# [What to produce]
Line by line, reproduce exactly the beginning of the listing below, ending with the line that contains "M 174 96 L 197" and adding nothing.

# [Given records]
═══

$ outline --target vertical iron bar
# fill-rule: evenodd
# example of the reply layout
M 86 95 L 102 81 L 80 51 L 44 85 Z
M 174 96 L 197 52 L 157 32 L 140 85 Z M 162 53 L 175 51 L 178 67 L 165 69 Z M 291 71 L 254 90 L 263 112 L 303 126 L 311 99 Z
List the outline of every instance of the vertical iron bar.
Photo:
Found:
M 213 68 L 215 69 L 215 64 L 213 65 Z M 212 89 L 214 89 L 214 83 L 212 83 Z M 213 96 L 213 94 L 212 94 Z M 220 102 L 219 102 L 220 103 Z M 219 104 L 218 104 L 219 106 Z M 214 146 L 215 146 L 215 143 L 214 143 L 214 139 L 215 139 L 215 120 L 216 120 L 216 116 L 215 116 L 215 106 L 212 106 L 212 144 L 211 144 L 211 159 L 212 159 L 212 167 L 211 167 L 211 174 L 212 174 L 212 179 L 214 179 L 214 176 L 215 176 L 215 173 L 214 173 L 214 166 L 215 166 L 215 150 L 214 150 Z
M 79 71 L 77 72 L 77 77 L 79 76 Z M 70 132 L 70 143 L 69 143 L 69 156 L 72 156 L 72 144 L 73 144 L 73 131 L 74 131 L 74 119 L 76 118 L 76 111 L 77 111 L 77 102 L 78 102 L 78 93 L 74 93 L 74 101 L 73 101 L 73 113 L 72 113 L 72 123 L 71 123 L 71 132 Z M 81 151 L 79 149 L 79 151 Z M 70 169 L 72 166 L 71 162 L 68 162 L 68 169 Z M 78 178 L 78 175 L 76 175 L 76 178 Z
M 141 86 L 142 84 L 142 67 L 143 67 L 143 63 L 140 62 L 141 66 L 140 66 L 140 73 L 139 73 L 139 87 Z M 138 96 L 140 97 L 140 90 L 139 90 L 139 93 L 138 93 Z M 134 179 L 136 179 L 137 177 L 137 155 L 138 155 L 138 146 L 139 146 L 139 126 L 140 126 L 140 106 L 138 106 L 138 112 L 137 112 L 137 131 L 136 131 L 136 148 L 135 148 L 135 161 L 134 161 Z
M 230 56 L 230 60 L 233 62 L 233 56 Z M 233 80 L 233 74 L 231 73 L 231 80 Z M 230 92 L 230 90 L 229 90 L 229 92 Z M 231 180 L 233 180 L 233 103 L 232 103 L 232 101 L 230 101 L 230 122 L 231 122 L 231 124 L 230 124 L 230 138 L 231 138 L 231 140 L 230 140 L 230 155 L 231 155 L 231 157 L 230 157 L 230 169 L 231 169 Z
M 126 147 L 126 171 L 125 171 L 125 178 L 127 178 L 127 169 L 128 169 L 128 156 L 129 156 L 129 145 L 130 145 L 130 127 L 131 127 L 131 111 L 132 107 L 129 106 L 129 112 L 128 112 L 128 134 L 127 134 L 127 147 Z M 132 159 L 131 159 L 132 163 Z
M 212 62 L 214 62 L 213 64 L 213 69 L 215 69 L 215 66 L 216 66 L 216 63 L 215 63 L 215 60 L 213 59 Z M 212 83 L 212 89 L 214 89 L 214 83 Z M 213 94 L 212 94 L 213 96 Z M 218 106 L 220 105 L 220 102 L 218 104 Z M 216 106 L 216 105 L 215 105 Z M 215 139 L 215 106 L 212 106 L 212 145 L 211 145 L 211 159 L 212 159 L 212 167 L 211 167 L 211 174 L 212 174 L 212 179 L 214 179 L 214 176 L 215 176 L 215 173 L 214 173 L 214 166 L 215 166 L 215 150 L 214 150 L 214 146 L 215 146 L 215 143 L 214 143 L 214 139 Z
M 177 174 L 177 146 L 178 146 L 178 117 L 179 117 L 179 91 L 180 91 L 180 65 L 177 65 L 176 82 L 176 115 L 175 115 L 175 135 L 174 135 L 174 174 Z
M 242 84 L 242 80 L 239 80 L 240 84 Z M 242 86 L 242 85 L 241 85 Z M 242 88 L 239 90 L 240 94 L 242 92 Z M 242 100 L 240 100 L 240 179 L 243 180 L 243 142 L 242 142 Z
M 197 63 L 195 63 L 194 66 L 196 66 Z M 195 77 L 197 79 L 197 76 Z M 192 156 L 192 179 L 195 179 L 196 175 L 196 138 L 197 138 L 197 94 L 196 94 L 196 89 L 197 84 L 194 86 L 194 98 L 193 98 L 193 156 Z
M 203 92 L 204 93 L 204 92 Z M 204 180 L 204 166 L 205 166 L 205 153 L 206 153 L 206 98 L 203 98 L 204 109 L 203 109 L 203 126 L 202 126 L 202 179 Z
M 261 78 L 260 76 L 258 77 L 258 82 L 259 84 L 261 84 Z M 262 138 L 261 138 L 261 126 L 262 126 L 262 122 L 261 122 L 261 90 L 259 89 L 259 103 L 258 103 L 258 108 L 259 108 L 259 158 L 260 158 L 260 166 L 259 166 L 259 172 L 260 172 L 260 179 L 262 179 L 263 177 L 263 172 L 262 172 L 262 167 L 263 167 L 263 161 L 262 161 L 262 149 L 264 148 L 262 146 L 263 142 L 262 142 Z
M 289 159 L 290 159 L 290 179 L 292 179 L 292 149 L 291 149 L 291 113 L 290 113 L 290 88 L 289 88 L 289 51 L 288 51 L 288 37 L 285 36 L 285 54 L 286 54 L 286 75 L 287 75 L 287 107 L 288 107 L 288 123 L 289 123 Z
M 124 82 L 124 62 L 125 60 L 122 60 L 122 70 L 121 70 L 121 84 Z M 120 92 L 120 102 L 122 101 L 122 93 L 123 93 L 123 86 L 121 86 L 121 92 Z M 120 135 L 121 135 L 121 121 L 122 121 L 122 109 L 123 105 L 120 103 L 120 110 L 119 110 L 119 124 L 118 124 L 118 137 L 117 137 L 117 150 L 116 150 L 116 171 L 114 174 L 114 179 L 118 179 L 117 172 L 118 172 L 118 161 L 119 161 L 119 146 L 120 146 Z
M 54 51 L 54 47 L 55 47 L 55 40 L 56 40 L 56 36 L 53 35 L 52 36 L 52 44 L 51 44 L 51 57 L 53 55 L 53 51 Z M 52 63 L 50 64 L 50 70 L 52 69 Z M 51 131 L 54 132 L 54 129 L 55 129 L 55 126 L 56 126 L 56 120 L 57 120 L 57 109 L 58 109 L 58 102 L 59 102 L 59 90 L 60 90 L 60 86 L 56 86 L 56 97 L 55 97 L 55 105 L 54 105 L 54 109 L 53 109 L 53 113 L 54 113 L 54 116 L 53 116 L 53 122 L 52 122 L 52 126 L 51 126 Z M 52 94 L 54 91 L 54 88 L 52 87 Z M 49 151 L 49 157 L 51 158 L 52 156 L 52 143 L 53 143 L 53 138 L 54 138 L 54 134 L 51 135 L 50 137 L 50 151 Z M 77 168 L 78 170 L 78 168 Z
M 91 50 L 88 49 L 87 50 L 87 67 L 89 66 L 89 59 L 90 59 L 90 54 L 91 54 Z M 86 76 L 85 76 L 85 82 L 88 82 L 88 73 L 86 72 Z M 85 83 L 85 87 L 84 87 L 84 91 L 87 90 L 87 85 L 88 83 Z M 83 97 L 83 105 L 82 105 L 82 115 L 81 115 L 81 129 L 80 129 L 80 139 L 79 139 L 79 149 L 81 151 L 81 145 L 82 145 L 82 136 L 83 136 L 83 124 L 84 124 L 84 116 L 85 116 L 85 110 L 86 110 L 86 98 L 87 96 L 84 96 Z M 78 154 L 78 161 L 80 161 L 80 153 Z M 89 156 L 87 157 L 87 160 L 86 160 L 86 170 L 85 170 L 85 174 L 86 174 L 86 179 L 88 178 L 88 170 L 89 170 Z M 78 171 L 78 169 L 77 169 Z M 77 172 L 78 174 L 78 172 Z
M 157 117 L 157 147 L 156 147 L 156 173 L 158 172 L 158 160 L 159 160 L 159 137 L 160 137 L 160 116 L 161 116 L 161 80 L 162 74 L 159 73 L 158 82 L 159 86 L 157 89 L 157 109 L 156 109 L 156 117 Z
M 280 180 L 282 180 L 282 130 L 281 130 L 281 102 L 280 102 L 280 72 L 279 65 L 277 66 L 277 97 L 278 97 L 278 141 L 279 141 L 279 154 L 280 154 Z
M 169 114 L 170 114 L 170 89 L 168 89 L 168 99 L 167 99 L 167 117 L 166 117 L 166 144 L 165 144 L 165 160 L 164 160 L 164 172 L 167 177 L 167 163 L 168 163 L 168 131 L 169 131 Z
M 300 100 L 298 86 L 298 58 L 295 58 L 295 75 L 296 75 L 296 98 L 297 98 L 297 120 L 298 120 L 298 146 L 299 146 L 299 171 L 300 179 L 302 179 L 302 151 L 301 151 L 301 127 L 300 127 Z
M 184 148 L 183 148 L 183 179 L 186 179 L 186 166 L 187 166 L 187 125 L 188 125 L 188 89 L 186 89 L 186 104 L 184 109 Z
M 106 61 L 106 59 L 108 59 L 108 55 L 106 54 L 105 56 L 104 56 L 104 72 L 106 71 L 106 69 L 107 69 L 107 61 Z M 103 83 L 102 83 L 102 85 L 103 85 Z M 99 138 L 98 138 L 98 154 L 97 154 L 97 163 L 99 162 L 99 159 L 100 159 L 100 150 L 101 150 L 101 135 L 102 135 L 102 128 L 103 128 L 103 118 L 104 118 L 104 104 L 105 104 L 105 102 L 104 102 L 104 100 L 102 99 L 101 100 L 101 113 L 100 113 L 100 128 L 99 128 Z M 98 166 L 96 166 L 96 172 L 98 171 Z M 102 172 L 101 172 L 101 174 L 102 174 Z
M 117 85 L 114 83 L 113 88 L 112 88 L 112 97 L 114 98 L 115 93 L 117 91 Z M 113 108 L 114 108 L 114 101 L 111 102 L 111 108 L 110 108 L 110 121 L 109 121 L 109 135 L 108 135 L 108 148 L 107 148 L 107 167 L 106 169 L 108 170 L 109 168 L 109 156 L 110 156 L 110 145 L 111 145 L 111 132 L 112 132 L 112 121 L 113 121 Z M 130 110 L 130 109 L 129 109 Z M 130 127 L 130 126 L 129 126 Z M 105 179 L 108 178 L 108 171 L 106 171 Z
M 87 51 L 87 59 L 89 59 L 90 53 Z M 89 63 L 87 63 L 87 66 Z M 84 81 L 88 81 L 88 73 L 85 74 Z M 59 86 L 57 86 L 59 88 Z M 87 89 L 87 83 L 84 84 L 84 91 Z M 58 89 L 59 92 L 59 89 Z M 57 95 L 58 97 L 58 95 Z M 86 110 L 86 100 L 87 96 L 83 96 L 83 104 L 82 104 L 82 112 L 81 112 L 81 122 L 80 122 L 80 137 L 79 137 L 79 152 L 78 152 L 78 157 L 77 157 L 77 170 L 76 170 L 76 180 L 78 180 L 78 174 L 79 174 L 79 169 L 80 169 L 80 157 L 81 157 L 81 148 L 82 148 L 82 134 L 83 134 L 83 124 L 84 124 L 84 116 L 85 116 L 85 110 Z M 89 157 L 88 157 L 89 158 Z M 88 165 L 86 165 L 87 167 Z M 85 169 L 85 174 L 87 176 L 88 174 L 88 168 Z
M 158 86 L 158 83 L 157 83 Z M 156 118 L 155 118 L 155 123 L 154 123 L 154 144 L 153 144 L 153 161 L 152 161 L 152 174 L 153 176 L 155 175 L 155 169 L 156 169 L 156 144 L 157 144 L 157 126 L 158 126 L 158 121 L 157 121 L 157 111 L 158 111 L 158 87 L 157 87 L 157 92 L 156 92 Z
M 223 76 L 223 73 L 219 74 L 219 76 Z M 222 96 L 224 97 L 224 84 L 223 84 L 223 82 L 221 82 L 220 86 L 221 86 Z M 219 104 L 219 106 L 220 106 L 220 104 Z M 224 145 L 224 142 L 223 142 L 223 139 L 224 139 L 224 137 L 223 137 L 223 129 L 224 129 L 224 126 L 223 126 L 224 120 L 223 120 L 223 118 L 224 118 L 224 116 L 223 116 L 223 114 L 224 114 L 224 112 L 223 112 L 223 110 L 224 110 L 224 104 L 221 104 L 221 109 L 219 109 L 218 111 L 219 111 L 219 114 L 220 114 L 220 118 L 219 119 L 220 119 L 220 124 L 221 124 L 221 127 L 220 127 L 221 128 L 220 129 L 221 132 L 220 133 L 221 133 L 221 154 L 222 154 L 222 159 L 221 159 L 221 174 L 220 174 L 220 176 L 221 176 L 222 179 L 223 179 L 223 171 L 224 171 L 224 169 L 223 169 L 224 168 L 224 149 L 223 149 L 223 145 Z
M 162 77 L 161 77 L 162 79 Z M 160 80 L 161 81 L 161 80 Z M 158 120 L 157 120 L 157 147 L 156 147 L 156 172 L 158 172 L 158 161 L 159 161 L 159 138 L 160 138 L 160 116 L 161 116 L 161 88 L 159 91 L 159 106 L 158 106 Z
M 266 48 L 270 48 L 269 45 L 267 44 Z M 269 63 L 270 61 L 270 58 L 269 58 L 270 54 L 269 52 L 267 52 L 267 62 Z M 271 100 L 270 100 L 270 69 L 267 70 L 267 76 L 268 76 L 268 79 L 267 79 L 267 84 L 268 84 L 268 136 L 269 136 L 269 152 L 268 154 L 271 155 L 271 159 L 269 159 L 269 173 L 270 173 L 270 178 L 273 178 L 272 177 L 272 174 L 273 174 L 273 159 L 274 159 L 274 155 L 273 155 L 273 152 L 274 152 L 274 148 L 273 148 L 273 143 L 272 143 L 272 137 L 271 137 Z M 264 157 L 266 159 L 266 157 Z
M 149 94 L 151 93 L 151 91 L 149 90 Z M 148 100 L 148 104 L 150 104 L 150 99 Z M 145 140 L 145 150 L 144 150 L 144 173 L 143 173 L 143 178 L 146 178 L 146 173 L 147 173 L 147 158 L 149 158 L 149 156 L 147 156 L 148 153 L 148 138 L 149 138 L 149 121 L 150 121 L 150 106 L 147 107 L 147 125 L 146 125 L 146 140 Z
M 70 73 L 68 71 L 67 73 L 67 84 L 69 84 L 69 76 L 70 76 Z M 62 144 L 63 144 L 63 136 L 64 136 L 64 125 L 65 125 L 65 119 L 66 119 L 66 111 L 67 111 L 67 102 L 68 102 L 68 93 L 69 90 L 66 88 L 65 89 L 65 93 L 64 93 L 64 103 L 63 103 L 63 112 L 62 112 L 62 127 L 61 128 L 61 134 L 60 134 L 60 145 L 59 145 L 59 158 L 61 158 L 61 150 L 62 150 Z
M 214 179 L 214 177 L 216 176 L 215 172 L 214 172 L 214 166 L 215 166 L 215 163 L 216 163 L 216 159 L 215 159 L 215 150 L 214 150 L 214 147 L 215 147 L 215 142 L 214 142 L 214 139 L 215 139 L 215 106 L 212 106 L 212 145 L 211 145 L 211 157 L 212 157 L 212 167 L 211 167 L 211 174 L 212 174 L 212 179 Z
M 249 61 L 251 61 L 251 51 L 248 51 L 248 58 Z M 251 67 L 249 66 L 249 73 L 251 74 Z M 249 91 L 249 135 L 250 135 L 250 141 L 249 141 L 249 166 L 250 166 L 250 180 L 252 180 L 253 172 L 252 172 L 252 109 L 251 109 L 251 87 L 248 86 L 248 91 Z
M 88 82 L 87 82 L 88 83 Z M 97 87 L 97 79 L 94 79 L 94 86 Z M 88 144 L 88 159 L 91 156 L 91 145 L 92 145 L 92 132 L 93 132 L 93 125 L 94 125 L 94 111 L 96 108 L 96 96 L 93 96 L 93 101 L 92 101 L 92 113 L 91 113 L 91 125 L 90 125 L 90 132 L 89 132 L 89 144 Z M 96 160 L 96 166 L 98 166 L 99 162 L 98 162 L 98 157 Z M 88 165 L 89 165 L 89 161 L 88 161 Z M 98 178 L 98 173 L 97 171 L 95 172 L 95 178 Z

═══

# [Output of the exercise]
$ outline --target vertical iron bar
# fill-rule: evenodd
# example of the reply layout
M 86 95 L 102 81 L 80 51 L 44 85 Z
M 174 96 L 197 52 L 157 32 L 140 85 Z M 162 53 L 175 51 L 178 67 L 165 69 Z M 291 71 L 254 90 L 263 112 L 303 126 L 311 99 Z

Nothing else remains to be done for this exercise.